[Opening Source passage section]

CSD is a bacterial infection spread by cats. Cats usually get infected with the bacteria that causes CSD from flea bites. Many cats carry the bacteria that causes CSD at some point in their lives, but most infected cats don’t get sick. Kittens are more likely to spread the bacteria to people, and although CSD isn’t very common, most cases of CSD happen in kids under 15 years old.

How people get CSD

Kitten plays with toy mouse
  • You can get CSD when an infected cat scratches or bites hard enough to break the surface of the skin, or from exposure to cat fleas.
  • CSD can cause redness, swelling, and small round bumps at the site of the scratch or bite. You may also have a low-grade fever. Later, lymph nodes near the infected area can become swollen, tender, or painful.
  • Rarely, CSD can cause serious infections of the brain, retina, heart, liver, or spleen.

How to prevent CSD

Relaxing at home
  • If you or a household member have a weakened immune system, adopt a cat over 1 year old instead of a kitten.
  • Promptly wash any cat scratches or bites with soap and water.
  • Use a vet-approved flea product and check your cat for fleas.
  • Keep cats indoors.
  • Don’t play rough with your cat.
  • Don’t pet or touch stray or feral cats.

[Closing Source passage section]
[Opening Source data section]

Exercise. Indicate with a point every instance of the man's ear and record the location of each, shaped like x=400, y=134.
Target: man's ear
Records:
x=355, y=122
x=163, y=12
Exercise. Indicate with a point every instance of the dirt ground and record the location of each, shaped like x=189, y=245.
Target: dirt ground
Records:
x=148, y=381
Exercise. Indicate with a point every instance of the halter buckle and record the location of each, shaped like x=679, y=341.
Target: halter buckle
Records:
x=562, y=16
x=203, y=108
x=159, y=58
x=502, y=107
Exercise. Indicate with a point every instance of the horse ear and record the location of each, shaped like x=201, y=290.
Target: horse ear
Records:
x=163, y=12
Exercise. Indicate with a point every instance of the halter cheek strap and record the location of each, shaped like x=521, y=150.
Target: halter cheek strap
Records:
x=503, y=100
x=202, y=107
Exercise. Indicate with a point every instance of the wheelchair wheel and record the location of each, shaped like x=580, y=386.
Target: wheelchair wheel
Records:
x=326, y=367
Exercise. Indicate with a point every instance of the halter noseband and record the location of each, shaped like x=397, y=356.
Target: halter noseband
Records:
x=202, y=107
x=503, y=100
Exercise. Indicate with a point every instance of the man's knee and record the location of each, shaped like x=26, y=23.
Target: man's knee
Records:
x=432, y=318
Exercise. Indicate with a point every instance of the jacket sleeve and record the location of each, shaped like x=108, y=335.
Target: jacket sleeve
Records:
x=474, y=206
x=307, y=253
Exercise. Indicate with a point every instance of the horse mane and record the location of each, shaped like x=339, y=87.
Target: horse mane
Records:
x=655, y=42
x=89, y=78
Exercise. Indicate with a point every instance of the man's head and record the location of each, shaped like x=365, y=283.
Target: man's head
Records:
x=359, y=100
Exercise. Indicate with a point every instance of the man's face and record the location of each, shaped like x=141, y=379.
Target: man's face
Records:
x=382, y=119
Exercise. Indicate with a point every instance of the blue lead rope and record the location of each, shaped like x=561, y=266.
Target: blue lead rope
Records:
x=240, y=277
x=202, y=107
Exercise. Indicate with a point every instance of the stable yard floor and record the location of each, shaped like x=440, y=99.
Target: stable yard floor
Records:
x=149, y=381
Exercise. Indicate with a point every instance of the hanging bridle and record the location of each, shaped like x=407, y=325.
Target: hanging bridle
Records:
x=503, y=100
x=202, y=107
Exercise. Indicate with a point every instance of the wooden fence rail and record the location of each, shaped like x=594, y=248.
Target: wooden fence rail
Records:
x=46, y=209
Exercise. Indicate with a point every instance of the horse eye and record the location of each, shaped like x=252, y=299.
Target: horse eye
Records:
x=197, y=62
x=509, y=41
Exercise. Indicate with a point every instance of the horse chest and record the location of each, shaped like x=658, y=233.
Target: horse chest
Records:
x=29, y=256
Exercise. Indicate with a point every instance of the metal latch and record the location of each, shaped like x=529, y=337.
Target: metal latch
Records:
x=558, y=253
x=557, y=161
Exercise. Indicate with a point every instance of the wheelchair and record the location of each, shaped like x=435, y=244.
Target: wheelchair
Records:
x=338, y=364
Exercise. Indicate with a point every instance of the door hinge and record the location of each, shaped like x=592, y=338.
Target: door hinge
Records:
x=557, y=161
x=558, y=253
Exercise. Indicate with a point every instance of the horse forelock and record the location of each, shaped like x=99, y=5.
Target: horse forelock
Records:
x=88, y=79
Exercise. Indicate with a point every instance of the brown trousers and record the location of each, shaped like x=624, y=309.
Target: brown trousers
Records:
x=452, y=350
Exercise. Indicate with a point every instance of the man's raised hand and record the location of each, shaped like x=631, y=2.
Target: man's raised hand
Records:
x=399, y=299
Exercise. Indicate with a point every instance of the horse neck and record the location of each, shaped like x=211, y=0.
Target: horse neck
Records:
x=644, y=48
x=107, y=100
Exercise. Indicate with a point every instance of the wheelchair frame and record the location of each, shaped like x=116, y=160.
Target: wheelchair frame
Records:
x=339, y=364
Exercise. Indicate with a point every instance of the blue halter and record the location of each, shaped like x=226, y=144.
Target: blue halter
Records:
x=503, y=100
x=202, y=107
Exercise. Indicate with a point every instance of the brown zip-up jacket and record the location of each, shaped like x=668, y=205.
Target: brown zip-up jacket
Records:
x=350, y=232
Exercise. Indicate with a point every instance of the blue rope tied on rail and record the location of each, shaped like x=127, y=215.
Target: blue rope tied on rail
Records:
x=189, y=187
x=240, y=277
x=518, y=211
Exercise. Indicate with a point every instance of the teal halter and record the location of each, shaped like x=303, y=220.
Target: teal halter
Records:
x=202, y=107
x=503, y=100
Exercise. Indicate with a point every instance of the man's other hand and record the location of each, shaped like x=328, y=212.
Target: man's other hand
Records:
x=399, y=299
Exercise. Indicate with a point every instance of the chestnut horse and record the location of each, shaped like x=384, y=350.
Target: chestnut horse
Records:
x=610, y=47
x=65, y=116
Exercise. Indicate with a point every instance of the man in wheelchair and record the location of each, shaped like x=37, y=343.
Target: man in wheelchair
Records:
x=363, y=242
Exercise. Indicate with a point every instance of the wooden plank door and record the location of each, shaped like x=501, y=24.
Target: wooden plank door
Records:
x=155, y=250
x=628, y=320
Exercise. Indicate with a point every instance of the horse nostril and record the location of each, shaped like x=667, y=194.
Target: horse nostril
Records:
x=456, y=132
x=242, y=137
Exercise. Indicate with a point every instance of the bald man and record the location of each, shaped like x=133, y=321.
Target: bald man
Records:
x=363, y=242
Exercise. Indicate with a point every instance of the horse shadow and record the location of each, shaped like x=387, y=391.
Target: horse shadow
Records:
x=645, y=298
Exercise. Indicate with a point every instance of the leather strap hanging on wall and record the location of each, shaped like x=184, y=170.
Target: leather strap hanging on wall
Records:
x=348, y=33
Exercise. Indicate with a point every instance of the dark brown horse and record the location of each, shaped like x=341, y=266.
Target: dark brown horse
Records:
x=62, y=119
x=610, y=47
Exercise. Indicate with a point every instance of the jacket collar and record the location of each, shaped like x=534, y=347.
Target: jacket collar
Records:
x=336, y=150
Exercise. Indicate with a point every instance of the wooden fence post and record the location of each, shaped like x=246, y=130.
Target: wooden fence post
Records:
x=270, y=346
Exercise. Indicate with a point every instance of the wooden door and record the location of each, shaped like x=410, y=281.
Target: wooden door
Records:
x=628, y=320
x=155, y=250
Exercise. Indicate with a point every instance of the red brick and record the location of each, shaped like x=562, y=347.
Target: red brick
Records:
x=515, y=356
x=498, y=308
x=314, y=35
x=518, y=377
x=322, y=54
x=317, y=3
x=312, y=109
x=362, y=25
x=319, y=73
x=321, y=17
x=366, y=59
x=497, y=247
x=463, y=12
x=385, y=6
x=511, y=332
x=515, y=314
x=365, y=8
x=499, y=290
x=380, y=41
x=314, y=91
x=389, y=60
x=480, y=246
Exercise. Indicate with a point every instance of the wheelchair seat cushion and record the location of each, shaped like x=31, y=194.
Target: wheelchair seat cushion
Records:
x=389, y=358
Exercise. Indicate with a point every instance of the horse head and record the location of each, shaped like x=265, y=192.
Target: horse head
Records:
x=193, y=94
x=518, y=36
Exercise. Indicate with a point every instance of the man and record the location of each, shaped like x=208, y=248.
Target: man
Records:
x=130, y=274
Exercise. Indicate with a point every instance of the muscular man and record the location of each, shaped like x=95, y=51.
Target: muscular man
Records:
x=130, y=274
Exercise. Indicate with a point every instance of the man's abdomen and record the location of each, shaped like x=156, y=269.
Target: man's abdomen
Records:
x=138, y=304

[Closing Source data section]

Exercise brief
In the CSD text, which age group accounts for most cases of CSD?

Solution to this problem
Kids under 15 years old.